### Trecho do texto

************

Por ora, sem programas governamentais destinados a
estudar a Lua, o Brasil conta com um projeto privado, o Garatéa-L, que pretende
enviar um nanossatélite para a órbita lunar. “Colocar um equipamento próximo à
Lua e manobrá-lo pode permitir ao país entrar para um clube restrito”, afirma
Carlos Augusto Teixeira de Moura, presidente da Agência Espacial Brasileira
(AEB). “Seria uma demonstração de capacidade técnica que nos daria alguma voz
em um cenário internacional futuro.”
Antes que essas possibilidades se tornem realidade, no
entanto, é preciso recuperar a capacidade de voltar à Lua, algo que não será
tão fácil quanto Trump desejaria. Em 16 de maio, um projeto de lei da Câmara
dos Representantes dos Estados Unidos – o equivalente à Câmara dos Deputados
brasileira – adicionou US$ 1 bilhão ao orçamento da Nasa para o ano fiscal de
2020. Com o acréscimo, a agência deve receber cerca de US$ 23 bilhões, o
equivalente a cerca de 0,5% dos gastos federais norte-americanos, muito
distante dos 4% consumidos no auge do programa Apollo. Mesmo com a
suplementação, a verba da agência deve ser insuficiente para o retorno à Lua
até 2024 – alguns especialistas estimam que seriam necessários acréscimos
anuais de US$ 5 bilhões a US$ 8 bilhões pelos próximos anos para atingir a
meta.
A verba adicional aprovada em maio é quase 40% inferior à
solicitada por Trump. Na véspera da aprovação, congressistas do Partido
Democrata, de oposição ao governo, viram com desconfiança a emenda orçamentária
da Casa Branca. “Vou reservar meu julgamento sobre o plano geral de pouso na
Lua até que o Congresso receba informações mais concretas sobre a iniciativa”,
declarou a deputada democrata Eddie Bernice Johnson, do Texas, que preside o
Comitê de Ciências da casa. Segundo reportagem de 16 de maio da revista SpaceNews,
especializada em política e negócios do setor espacial, Johnson está
interessada em conhecer algo ainda não revelado: o custo total e os detalhes
técnicos da missão.
Fonte: Revista Pesquisa FAPESP - Edição 280 - Junho de
2019
Comentário: Pois é leitor, pelo visto o Governo Trump
terá uma missão muito árdua para conseguir junto ao Congresso Americano a aprovação
das verbas extras para que a NASA possa cumprir essa Meta de 2024. No momento
eu até arriscaria dizer que, muito mais árdua nesse sentido do que foi para o
ex-presidente John Kennedy na época do Projeto Apollo. Sinceramente eu não acredito que nesse
momento essa meta seja cumprida em 2024 como deseja o Presidente Trump, mas
vamos ficar na torcida. Agora leitor, mudando para o nosso universo, as seguintes declarações do Presidente da AEB, o Sr. Carlos Moura, sobre a Missão Lunar Brasileira Garatéa-L, ou seja, “Colocar um equipamento próximo à Lua e manobrá-lo pode permitir ao país entrar para um clube restrito. Seria uma demonstração de capacidade técnica que nos daria alguma voz em um cenário internacional futuro”, nos trás a esperança de que os rumos dentro de nossa agencia espacial possam realmente caminhar em direção a luz e não da obscuridade e da inanição como ocorria na época das famosas coelhadas. Tomara, tomara mesmo que sim.

************

### Entradas fornecidas
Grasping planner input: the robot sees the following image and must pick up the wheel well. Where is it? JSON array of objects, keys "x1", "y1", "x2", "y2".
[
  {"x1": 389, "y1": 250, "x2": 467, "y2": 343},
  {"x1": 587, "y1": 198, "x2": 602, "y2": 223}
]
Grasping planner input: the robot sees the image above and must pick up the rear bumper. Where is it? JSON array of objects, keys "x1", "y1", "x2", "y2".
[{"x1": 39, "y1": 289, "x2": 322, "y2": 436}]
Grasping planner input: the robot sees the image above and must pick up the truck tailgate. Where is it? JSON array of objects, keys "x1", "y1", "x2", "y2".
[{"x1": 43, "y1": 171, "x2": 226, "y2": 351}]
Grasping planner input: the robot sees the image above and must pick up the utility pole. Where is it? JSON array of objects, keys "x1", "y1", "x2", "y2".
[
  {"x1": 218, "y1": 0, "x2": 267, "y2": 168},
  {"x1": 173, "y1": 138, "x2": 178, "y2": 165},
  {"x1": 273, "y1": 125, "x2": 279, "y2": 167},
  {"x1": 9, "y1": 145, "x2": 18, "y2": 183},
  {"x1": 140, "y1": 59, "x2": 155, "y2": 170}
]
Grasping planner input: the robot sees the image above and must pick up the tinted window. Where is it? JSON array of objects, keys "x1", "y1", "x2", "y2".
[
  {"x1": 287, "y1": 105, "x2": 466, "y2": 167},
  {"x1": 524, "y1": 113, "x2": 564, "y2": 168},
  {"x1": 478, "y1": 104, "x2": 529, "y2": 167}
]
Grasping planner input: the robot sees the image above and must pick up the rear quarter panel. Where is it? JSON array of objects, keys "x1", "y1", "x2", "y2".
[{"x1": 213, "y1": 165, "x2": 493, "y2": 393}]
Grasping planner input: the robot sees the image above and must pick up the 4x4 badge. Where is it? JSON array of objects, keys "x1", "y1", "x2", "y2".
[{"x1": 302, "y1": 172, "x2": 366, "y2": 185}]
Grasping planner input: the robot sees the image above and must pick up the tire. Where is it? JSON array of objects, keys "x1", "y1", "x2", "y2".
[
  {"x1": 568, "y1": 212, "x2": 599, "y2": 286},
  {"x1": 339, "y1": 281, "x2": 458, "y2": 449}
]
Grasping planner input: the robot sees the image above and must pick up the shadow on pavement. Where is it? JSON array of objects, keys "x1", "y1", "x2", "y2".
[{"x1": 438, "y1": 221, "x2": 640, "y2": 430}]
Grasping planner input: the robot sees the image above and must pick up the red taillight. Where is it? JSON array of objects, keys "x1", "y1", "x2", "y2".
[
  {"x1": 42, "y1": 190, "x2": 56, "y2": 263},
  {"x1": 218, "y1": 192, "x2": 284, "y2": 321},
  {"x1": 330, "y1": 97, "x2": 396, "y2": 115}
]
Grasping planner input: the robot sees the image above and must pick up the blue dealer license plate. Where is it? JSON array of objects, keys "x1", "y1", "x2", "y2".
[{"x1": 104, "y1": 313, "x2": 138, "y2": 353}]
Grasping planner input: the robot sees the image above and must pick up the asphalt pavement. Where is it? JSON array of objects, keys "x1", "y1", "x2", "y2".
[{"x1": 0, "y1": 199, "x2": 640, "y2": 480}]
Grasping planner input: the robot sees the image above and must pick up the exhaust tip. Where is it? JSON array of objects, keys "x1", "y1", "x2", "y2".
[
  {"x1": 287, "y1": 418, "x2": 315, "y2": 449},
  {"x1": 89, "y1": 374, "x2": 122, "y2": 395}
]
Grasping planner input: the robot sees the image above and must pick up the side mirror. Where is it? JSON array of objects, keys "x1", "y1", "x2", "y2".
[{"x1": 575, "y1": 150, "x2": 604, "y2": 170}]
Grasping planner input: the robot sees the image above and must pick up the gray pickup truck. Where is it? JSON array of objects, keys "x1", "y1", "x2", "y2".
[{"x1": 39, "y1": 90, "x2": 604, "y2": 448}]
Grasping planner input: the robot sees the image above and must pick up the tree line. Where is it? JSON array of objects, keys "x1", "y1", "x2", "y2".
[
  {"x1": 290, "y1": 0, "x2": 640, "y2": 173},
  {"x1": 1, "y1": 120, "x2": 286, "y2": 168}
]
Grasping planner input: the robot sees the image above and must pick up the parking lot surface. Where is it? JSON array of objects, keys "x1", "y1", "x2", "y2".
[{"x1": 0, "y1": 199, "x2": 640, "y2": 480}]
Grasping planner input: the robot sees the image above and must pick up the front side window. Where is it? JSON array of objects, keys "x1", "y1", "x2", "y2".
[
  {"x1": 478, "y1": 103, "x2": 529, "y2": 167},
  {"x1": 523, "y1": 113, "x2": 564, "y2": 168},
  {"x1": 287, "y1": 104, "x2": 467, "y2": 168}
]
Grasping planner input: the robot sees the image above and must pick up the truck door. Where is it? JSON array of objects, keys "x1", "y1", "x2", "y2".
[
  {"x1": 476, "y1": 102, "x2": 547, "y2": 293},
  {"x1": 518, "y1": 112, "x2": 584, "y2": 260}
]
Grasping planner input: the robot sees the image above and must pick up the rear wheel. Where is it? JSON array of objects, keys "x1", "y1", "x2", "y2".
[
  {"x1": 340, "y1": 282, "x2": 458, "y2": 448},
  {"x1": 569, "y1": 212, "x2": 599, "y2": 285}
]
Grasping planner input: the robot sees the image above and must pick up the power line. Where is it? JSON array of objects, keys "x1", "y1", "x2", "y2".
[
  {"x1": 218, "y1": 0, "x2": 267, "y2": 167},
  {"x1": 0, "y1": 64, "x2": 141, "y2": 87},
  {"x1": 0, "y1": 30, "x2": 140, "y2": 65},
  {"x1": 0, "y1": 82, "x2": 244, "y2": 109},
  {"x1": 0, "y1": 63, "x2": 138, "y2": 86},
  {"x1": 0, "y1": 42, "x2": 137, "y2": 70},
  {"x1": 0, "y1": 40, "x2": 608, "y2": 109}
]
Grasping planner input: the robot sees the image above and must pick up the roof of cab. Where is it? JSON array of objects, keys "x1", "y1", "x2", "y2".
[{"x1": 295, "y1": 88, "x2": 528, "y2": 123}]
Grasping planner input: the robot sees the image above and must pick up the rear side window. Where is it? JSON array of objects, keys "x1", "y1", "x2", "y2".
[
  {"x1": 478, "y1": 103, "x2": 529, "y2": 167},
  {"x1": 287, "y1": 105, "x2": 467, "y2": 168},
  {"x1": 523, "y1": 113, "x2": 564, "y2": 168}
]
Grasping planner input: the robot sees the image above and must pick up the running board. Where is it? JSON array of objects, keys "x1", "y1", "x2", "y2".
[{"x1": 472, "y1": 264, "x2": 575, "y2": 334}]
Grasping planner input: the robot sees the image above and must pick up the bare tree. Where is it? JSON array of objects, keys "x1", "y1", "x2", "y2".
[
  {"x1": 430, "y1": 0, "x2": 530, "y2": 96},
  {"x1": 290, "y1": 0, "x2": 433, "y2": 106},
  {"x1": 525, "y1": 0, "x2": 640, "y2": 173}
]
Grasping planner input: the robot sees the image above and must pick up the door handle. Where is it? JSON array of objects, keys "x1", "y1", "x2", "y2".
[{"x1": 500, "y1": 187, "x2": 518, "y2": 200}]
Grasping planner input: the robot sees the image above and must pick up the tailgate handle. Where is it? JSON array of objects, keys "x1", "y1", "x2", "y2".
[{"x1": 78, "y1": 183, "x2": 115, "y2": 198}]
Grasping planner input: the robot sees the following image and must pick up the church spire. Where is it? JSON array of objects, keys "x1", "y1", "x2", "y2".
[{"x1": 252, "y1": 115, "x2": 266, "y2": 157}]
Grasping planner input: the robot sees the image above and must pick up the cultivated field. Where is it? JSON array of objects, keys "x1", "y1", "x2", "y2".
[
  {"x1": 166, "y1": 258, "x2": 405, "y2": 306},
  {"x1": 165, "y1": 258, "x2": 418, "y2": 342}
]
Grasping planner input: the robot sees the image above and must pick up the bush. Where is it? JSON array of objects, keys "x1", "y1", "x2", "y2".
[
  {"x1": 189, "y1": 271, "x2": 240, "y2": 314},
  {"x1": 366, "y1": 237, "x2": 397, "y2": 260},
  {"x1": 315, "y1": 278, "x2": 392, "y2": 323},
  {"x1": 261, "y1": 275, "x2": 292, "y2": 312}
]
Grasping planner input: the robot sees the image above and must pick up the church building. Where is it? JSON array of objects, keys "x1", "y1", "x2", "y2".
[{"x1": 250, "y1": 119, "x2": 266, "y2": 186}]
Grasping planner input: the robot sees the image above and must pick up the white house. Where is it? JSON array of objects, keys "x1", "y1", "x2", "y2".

************

### Tarefas escritas
[A] Segundo o texto sobre o retorno à Lua, quanto a Nasa deve receber com o acréscimo aprovado pela Câmara dos Representantes?
[B] Reescreva o texto sobre o retorno à Lua de "A verba adicional" a "técnicos da missão.", substituindo "deputada" por "parlamentar".

### Respostas por tarefa
[A] Cerca de US$ 23 bilhões.

[B]
A verba adicional aprovada em maio é quase 40% inferior à
solicitada por Trump. Na véspera da aprovação, congressistas do Partido
Democrata, de oposição ao governo, viram com desconfiança a emenda orçamentária
da Casa Branca. “Vou reservar meu julgamento sobre o plano geral de pouso na
Lua até que o Congresso receba informações mais concretas sobre a iniciativa”,
declarou a parlamentar democrata Eddie Bernice Johnson, do Texas, que preside o
Comitê de Ciências da casa. Segundo reportagem de 16 de maio da revista SpaceNews,
especializada em política e negócios do setor espacial, Johnson está
interessada em conhecer algo ainda não revelado: o custo total e os detalhes
técnicos da missão.